◆ 指示 A: 以下のレコードから、文字列「hair」を含む行をすべて選び出し、一行ずつ書き写すこと。

第二次世界大戦後、国際社会においてはさまざまな分野において国家間の協力が著しくなってきている。
国際法と国内法の関係についての体系
・国際法の受容に必要な措置
・国際法と国内法の優位関係
が変更を受ける。
一国の憲法事項と考えられてきた人権保障が国際法の重大なポイントとなってきている。
(1) 欧州共同体法は国家の主権の見方を変えるか
欧州共同体(European Community EC、欧州経済共同体EECがマーストリヒト条約により改称)、および欧州原子力共 同体(Euratom)からなる欧州共同体 (European Communities) (石炭鉄鋼共同体(ECSC〉は2002年消滅)の国際機構の設立条約ならびに内部機関である理事会および委員会が採択した規則、命令および決定について
この場合、国家から独立した国際機構の制定した法(共同体法)が、構成国の国内法直接通用されるのである。
その法が個人の具体的な権利義務を定める。

◆ 指示 B: 上の国際法と国内法に関する文章のうち、「国際法と国内法の関係についての体系」から始まって「内法直接通用されるのである。」までの部分を、一字も変えずに書き写すこと。

◆ 処理対象データ:
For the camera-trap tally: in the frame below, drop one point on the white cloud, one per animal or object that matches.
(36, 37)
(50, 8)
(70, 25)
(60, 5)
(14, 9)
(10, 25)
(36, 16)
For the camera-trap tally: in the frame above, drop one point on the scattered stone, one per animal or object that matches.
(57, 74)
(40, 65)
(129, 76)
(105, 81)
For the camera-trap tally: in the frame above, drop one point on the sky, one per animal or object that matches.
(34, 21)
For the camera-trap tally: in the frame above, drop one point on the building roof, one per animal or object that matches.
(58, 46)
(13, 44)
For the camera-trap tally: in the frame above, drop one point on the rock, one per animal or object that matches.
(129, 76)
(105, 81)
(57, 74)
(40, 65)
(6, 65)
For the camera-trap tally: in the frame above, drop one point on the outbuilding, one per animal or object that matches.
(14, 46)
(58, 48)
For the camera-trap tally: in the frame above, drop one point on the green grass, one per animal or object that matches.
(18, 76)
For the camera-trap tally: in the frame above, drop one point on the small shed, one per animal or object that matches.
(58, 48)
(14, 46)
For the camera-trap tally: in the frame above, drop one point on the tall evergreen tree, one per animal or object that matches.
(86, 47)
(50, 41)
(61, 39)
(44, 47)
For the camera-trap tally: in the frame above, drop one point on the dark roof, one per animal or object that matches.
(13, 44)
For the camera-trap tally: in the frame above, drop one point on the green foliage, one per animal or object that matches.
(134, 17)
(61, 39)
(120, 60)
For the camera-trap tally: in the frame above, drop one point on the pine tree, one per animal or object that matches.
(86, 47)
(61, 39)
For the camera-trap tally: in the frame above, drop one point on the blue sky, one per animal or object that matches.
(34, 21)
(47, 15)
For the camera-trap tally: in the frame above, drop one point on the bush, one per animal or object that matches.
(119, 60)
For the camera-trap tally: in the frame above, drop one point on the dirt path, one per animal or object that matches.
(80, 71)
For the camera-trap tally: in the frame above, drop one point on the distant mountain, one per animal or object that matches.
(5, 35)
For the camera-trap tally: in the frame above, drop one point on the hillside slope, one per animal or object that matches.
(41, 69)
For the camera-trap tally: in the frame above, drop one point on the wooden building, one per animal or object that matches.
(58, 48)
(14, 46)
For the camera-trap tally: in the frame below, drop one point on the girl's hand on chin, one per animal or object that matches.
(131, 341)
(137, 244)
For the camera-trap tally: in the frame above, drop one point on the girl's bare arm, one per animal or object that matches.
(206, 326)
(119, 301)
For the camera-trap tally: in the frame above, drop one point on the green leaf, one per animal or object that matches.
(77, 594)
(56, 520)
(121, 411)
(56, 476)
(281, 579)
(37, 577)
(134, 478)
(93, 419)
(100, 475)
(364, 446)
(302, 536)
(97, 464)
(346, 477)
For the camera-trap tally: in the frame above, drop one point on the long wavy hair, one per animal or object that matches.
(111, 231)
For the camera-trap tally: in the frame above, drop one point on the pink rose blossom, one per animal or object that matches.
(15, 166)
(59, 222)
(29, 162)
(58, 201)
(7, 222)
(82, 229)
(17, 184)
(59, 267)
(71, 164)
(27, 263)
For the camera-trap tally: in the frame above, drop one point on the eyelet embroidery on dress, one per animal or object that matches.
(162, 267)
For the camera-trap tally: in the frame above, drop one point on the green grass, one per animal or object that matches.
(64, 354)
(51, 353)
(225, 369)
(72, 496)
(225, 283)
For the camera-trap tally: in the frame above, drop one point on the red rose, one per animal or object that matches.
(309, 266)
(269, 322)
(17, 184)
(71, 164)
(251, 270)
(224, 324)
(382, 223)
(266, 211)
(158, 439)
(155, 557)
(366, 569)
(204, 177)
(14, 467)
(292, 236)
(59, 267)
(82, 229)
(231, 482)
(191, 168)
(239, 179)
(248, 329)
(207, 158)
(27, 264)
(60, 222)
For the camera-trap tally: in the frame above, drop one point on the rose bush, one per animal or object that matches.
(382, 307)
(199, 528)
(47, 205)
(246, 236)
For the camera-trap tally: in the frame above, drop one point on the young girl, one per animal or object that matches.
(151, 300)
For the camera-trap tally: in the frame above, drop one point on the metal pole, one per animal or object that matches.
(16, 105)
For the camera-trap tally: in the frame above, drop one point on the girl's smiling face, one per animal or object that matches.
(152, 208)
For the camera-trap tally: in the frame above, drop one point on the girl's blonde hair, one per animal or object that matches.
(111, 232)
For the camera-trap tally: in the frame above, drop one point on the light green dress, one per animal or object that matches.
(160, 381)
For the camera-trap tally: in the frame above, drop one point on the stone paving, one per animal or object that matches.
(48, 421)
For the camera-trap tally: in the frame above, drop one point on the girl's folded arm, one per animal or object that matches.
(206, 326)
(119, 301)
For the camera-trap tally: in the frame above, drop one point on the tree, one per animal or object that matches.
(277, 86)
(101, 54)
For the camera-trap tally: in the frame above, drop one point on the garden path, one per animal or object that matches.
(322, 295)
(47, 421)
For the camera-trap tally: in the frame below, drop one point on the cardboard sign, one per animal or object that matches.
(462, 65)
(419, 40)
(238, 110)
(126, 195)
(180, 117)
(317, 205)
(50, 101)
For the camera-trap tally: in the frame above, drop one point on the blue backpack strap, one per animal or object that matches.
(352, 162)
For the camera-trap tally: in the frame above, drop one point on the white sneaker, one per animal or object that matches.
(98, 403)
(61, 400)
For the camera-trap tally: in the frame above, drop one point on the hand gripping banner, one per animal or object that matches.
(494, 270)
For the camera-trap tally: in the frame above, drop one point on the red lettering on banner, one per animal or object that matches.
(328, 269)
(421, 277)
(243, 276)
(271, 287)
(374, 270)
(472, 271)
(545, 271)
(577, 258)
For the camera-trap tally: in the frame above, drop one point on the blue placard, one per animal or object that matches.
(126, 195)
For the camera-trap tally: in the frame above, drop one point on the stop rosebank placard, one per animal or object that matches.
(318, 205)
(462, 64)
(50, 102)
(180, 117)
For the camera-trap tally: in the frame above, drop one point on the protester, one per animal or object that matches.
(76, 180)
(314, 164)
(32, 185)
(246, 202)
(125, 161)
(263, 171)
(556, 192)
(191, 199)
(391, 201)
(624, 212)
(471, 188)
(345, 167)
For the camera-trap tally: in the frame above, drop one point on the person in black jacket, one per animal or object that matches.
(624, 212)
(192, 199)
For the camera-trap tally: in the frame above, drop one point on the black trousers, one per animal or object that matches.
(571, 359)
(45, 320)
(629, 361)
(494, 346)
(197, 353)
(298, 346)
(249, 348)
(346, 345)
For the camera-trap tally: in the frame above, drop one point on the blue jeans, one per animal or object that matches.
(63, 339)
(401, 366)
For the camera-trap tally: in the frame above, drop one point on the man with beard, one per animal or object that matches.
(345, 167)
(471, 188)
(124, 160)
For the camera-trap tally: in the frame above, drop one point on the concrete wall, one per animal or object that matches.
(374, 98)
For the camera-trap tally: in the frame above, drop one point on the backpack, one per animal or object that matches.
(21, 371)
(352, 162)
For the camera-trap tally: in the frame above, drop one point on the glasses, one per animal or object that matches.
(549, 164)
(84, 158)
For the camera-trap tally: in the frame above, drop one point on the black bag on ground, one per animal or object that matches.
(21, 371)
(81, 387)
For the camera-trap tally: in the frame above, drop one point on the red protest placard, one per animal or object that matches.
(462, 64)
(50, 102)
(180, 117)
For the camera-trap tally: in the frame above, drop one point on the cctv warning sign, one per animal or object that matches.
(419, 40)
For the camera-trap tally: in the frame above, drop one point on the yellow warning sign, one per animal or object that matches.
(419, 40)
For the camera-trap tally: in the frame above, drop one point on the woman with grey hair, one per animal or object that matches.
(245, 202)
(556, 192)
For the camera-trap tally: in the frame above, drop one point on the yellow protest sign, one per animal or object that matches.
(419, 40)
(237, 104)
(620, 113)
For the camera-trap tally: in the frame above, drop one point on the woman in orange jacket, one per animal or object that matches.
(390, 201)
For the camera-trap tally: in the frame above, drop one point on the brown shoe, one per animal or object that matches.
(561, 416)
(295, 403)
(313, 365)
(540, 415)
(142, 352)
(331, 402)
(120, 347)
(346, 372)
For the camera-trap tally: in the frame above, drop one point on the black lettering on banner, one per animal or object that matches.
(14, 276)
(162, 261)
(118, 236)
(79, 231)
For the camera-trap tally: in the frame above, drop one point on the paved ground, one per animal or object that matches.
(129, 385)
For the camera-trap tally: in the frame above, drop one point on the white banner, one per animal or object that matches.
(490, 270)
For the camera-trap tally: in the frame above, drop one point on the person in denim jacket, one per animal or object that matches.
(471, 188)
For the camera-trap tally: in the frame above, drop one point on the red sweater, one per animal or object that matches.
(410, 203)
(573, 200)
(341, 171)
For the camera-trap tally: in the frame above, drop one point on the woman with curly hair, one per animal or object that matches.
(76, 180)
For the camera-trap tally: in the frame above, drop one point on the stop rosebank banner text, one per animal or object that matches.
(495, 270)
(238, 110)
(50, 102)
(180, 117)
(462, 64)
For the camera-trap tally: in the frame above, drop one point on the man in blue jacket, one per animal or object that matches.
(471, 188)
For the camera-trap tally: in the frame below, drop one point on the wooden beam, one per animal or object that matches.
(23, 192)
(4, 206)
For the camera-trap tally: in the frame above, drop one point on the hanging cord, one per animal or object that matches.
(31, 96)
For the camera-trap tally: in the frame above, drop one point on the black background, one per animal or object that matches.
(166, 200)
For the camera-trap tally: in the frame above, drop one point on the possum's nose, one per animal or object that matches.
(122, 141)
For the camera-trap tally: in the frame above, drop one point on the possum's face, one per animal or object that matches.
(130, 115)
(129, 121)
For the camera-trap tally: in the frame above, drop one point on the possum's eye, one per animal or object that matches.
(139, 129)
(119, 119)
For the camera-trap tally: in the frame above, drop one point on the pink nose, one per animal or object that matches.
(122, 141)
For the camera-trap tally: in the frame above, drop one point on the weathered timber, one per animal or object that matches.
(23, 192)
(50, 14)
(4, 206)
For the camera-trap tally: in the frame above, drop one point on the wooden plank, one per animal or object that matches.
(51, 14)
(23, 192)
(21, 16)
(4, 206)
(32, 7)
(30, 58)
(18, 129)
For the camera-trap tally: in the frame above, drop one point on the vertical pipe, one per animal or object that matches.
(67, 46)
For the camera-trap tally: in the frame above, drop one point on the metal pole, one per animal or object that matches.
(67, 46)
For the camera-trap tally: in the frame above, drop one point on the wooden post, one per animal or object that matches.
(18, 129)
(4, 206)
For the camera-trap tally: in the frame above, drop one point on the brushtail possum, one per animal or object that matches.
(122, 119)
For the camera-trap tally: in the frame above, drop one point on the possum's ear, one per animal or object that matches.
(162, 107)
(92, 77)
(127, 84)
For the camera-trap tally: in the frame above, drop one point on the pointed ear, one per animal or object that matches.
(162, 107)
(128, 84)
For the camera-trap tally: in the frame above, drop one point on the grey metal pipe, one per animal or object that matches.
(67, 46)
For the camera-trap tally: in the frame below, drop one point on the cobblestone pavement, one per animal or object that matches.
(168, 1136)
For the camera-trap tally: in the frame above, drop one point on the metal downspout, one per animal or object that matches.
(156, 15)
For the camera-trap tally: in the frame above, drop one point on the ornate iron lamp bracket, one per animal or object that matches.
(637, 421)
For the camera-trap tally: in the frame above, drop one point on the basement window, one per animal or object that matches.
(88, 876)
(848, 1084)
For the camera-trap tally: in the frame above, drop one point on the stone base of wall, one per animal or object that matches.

◆ 出力全体 A:
For the camera-trap tally: in the frame above, drop one point on the long wavy hair, one per animal or object that matches.
For the camera-trap tally: in the frame above, drop one point on the girl's blonde hair, one per animal or object that matches.
For the camera-trap tally: in the frame above, drop one point on the woman with grey hair, one per animal or object that matches.
For the camera-trap tally: in the frame above, drop one point on the woman with curly hair, one per animal or object that matches.

◆ 出力全体 B:
国際法と国内法の関係についての体系
・国際法の受容に必要な措置
・国際法と国内法の優位関係
が変更を受ける。
一国の憲法事項と考えられてきた人権保障が国際法の重大なポイントとなってきている。
(1) 欧州共同体法は国家の主権の見方を変えるか
欧州共同体(European Community EC、欧州経済共同体EECがマーストリヒト条約により改称)、および欧州原子力共 同体(Euratom)からなる欧州共同体 (European Communities) (石炭鉄鋼共同体(ECSC〉は2002年消滅)の国際機構の設立条約ならびに内部機関である理事会および委員会が採択した規則、命令および決定について
この場合、国家から独立した国際機構の制定した法(共同体法)が、構成国の国内法直接通用されるのである。